* THE PROBLEM:
Can you copy verbatim the part of the records below that opens with the line containing "Reviewer note: every instance of the windshield" and closes with the line containing "[[386, 94]]", both of those lines included?

(Records)

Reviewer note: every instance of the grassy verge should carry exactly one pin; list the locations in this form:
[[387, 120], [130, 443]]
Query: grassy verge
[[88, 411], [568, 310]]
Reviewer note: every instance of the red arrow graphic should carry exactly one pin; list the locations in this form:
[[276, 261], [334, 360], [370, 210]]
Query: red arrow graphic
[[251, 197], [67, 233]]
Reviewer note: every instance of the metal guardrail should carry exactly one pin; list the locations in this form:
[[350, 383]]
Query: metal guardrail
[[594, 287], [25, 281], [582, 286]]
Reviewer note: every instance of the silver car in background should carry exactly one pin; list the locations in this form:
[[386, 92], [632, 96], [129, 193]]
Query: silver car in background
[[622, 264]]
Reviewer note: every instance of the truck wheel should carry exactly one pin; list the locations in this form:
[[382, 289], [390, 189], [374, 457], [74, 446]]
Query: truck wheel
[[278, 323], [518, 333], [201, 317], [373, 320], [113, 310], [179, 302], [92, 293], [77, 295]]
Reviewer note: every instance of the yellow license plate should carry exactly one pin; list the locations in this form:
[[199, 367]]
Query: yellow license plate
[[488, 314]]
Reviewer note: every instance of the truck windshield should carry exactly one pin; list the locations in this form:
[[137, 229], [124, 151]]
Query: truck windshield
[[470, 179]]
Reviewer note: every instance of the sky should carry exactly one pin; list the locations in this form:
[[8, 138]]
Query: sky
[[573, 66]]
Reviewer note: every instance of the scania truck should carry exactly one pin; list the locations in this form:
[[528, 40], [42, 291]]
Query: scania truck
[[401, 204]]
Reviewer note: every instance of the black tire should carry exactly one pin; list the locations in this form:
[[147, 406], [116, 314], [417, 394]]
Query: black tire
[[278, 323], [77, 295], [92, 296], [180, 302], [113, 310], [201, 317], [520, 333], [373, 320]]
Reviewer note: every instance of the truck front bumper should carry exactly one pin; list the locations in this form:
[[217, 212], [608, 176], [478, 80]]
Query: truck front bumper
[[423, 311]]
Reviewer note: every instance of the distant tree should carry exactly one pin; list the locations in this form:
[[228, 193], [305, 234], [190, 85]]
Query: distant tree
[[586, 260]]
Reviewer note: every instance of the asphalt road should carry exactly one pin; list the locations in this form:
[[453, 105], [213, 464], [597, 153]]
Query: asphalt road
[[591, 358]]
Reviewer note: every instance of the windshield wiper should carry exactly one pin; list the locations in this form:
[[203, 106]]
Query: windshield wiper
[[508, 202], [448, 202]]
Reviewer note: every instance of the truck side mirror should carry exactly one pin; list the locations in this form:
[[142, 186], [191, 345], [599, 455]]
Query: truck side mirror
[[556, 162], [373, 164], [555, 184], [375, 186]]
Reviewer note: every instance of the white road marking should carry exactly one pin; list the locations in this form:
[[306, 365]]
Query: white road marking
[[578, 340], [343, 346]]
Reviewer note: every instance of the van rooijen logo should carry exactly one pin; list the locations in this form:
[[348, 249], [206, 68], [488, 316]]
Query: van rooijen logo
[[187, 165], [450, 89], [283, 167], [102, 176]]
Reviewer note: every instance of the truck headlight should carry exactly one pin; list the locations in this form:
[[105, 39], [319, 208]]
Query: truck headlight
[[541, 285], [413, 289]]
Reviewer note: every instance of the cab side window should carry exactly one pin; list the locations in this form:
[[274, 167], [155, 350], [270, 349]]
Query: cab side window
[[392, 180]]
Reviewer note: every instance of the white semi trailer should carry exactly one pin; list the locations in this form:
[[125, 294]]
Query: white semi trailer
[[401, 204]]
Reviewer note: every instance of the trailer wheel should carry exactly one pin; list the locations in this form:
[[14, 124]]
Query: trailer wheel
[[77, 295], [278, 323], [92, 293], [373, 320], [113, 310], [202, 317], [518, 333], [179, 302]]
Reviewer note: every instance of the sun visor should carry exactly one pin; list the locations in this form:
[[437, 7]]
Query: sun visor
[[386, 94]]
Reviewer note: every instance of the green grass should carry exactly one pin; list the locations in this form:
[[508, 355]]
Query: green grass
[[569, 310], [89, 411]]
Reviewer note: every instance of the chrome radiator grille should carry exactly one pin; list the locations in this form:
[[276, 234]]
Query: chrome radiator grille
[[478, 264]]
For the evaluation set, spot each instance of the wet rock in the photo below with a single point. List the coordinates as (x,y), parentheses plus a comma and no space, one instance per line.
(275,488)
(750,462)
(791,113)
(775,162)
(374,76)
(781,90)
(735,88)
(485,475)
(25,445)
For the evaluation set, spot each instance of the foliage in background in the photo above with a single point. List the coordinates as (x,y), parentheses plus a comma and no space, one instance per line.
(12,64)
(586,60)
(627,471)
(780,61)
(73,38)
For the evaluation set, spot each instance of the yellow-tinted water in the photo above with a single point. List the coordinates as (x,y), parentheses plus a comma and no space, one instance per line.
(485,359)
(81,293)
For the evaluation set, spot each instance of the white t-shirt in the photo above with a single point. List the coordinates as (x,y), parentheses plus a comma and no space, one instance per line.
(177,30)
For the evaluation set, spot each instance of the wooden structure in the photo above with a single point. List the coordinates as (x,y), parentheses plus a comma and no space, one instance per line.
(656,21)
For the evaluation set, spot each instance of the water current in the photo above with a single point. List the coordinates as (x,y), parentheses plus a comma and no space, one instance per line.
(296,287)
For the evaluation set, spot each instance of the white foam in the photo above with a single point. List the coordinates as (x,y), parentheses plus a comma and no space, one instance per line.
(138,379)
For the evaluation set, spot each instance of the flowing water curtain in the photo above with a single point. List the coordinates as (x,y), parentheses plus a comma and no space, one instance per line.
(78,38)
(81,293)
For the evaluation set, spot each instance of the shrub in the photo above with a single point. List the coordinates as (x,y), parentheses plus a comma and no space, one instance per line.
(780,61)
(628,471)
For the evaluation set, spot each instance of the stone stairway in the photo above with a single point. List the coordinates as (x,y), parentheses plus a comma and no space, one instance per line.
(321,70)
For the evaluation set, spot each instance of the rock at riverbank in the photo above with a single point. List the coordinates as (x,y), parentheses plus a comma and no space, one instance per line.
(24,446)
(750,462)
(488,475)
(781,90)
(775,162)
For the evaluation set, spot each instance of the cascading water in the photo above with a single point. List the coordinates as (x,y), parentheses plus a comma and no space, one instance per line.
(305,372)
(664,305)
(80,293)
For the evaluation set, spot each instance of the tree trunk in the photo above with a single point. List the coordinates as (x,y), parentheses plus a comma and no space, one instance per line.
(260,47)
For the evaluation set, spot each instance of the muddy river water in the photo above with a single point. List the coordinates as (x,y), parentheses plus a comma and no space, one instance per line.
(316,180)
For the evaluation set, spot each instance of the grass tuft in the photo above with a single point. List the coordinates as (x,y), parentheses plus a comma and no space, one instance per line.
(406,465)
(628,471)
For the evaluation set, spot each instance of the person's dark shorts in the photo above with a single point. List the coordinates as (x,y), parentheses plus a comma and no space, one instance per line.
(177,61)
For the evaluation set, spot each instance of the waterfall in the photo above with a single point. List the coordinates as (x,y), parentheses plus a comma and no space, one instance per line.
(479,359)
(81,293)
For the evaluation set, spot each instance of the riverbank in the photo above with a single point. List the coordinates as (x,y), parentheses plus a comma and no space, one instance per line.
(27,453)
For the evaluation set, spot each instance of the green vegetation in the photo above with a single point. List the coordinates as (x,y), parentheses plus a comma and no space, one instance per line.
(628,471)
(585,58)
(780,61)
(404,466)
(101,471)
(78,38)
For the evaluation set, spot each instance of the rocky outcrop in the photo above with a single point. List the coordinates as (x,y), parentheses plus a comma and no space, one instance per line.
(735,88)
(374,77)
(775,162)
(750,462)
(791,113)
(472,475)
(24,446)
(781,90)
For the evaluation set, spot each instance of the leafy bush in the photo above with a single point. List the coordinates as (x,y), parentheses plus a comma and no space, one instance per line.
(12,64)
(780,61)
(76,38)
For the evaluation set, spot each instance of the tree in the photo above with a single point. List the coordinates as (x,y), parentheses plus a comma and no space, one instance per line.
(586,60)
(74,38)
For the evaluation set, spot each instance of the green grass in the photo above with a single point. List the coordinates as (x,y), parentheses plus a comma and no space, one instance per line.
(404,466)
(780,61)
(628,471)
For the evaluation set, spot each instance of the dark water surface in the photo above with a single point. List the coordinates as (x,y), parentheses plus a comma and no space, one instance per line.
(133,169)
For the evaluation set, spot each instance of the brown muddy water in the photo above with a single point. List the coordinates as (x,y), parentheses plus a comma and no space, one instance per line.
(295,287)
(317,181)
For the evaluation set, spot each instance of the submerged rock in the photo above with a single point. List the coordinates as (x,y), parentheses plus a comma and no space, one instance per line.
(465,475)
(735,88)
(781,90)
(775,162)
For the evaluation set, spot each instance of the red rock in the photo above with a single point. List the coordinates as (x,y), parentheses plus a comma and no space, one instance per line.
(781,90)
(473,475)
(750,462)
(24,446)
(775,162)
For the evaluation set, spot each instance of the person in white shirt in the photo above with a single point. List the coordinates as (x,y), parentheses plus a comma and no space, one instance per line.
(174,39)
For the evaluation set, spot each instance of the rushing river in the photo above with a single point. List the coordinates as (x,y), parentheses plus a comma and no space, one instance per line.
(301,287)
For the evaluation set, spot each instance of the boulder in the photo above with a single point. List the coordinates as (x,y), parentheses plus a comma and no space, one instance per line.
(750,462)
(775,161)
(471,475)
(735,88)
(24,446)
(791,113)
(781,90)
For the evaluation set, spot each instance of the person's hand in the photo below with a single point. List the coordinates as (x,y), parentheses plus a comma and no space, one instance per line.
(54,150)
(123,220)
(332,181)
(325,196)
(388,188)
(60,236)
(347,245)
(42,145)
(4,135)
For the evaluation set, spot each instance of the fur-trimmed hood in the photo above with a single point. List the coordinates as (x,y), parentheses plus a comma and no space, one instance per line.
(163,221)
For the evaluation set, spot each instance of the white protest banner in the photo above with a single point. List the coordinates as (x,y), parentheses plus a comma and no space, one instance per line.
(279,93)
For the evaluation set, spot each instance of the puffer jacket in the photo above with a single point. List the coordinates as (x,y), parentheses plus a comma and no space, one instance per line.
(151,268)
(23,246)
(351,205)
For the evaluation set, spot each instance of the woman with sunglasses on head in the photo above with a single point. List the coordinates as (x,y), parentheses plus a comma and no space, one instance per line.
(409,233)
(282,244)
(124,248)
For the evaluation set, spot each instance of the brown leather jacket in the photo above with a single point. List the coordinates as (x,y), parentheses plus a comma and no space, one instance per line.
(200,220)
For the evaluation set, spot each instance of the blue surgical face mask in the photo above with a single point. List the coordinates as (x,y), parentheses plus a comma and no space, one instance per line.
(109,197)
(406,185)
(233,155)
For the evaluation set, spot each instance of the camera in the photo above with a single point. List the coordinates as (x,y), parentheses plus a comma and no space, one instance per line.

* SOLUTION FOR THIS EXERCISE:
Reviewer note: every instance of the windshield wiper should carry exactly one pin; list the locations in this form:
[[203, 106]]
Query: windshield wiper
[[508, 202], [448, 202]]
Reviewer note: every instance of the truck side mirror should carry exactly one pin; list the locations in this form:
[[142, 186], [191, 345], [599, 455]]
Query: truck side mirror
[[556, 162], [373, 164], [555, 184], [375, 186]]
Reviewer note: every instance of the white road marking should carry exactly one pin; list the locations in this form:
[[306, 365]]
Query: white road marking
[[578, 340], [343, 346]]
Reviewer note: every instance of the van rooijen logo should carry exactly one pin; list the locations in this form:
[[348, 249], [206, 68], [488, 316]]
Query: van rooijen logo
[[187, 165], [450, 89], [283, 167], [102, 176]]
Reviewer note: every instance of the truck headlight should carry exactly one pin; list the locations in this form:
[[105, 39], [319, 208]]
Query: truck headlight
[[541, 285], [413, 289]]
Reviewer note: every instance of the cab side window should carry exactly one pin; list the locations in this form:
[[274, 167], [155, 350], [270, 349]]
Query: cab side window
[[392, 180]]
Reviewer note: every instance of the white semi trailer should carry exactly one pin; list the locations in this form:
[[125, 294]]
Query: white semi trailer
[[401, 204]]
Reviewer note: every instance of the trailer wheel should carry exactly one pin; list the locations in this form:
[[14, 124]]
Query: trailer wheel
[[77, 295], [278, 323], [92, 293], [373, 320], [113, 310], [202, 317], [518, 333], [179, 302]]
Reviewer note: every instance of the sun visor should carry exactly one pin; list the locations in this form:
[[437, 7]]
Query: sun visor
[[386, 94]]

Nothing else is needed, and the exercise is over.